→ Textauszug:
====

Eis ist übrigens ein gutes Stichwort, um auf ein weiteres Thema zu sprechen zu kommen: Essen. Unsere Lehrerinnen hatten uns bereits beim Vortreffen für den Austausch gewarnt, das manche Schüler während ihrer Zeit in Polen mehrere Kilo zu nähmen; wie realistisch diese Einschätzung war, konnten wir uns aber erst vorstellen, als wir tatsächlich in Plock waren. Unsere Gastfamilien verwöhnten uns mit traditionellen Maultaschen, Kartoffelpuffern, Pfannkuchen und natürlich diversen Süßigkeiten, um nur einige Beispiele zu nennen. Alles war köstlich, ohne Ausnahme. Meine Gastmutter schenkte mir zum Abschied einen gesamten Laib Brot. Kurzum: Bei meinem Flug von Frankfurt nach Warschau wog mein Koffer 12kg. Auf dem Flug von Warschau nach Frankfurt wog er 13,5kg. Der Großteil dieses hinzugekommenen Gewichts bestand aus Süßigkeiten.

Ein Höhepunkt der gesamten Reise war aber definitiv  der Besuch in der Hauptstadt Warschau. Wir besichtigten ein Museum über den 2. Weltkrieg und anschließend die Stadt Warschau an sich. Selbst diejenigen unter uns, die sich normalerweise nicht für Geschichte interessierten, kamen nicht umhin, den Erklärungen des Stadtführers gebannt zu lauschen. Das, was erzählt wurde, war grausam und erschreckend. Doch umgeben von den prächtigen Gebäuden Warschaus empfand man vor allem eine tiefe Bewunderung für all die Arbeit des Wiederaufbaus, die hier geleistet worden war.

====

→ Anforderungen:
1. Gib aus dem Textauszug über den Austausch in Polen den Abschnitt wortgetreu aus, der mit den Worten beginnt, die „Ein Höhepunkt der“ enthalten, und mit „geleistet worden war.“ endet.
2. Wie viel wog der Koffer laut dem Textauszug über den Austausch in Polen auf dem Flug von Warschau nach Frankfurt?

→ Zeige-Datensätze:
====

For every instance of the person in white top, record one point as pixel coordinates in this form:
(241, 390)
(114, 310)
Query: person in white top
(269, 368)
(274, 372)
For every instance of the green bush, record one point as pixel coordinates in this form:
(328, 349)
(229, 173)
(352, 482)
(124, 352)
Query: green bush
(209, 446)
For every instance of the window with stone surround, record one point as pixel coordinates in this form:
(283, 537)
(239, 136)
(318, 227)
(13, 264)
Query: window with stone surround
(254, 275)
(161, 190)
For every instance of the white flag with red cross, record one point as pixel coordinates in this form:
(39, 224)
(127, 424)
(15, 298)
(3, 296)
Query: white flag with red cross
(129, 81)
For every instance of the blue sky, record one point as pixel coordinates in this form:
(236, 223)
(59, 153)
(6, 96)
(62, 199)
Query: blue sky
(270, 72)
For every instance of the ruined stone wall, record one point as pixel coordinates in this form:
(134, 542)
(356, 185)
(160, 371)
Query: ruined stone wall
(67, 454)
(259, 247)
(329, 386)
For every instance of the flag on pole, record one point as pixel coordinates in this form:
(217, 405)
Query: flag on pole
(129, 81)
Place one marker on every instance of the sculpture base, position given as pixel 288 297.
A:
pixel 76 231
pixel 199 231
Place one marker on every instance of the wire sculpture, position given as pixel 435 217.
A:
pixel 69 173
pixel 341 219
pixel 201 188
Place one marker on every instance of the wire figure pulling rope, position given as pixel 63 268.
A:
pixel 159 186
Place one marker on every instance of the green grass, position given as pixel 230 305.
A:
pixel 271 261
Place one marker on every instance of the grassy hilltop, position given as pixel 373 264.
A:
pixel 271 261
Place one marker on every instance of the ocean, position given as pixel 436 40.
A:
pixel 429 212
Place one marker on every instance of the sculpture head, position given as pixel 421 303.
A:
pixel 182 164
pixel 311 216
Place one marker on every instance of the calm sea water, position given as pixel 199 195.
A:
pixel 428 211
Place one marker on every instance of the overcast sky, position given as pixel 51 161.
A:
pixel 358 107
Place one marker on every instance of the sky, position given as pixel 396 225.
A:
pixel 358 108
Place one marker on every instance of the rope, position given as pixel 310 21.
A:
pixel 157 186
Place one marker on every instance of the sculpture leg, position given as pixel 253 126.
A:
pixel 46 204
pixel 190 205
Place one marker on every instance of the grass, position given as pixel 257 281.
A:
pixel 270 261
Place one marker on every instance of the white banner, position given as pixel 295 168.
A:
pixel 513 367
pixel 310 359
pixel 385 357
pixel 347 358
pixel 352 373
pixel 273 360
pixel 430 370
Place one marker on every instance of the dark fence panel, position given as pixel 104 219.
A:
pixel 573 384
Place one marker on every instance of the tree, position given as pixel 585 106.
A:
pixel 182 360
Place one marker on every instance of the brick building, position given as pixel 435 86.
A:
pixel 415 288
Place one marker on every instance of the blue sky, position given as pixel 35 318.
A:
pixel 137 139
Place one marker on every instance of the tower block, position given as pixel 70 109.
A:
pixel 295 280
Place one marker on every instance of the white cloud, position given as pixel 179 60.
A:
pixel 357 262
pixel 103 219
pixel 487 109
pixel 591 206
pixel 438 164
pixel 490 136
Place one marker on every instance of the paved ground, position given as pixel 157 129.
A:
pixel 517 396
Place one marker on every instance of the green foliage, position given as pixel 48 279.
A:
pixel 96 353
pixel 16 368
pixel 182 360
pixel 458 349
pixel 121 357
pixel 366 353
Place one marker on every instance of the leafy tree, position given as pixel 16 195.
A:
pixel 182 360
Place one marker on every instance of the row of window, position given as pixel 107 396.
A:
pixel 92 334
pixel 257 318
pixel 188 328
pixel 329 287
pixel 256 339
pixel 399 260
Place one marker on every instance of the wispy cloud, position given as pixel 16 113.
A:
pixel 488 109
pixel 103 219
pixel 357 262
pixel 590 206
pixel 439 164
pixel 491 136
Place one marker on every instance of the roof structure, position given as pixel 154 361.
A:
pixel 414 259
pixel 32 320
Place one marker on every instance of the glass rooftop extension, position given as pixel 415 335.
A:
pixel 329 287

====

→ Lösungen der Aufgaben:
1.
Ein Höhepunkt der gesamten Reise war aber definitiv  der Besuch in der Hauptstadt Warschau. Wir besichtigten ein Museum über den 2. Weltkrieg und anschließend die Stadt Warschau an sich. Selbst diejenigen unter uns, die sich normalerweise nicht für Geschichte interessierten, kamen nicht umhin, den Erklärungen des Stadtführers gebannt zu lauschen. Das, was erzählt wurde, war grausam und erschreckend. Doch umgeben von den prächtigen Gebäuden Warschaus empfand man vor allem eine tiefe Bewunderung für all die Arbeit des Wiederaufbaus, die hier geleistet worden war.

2. 13,5 kg.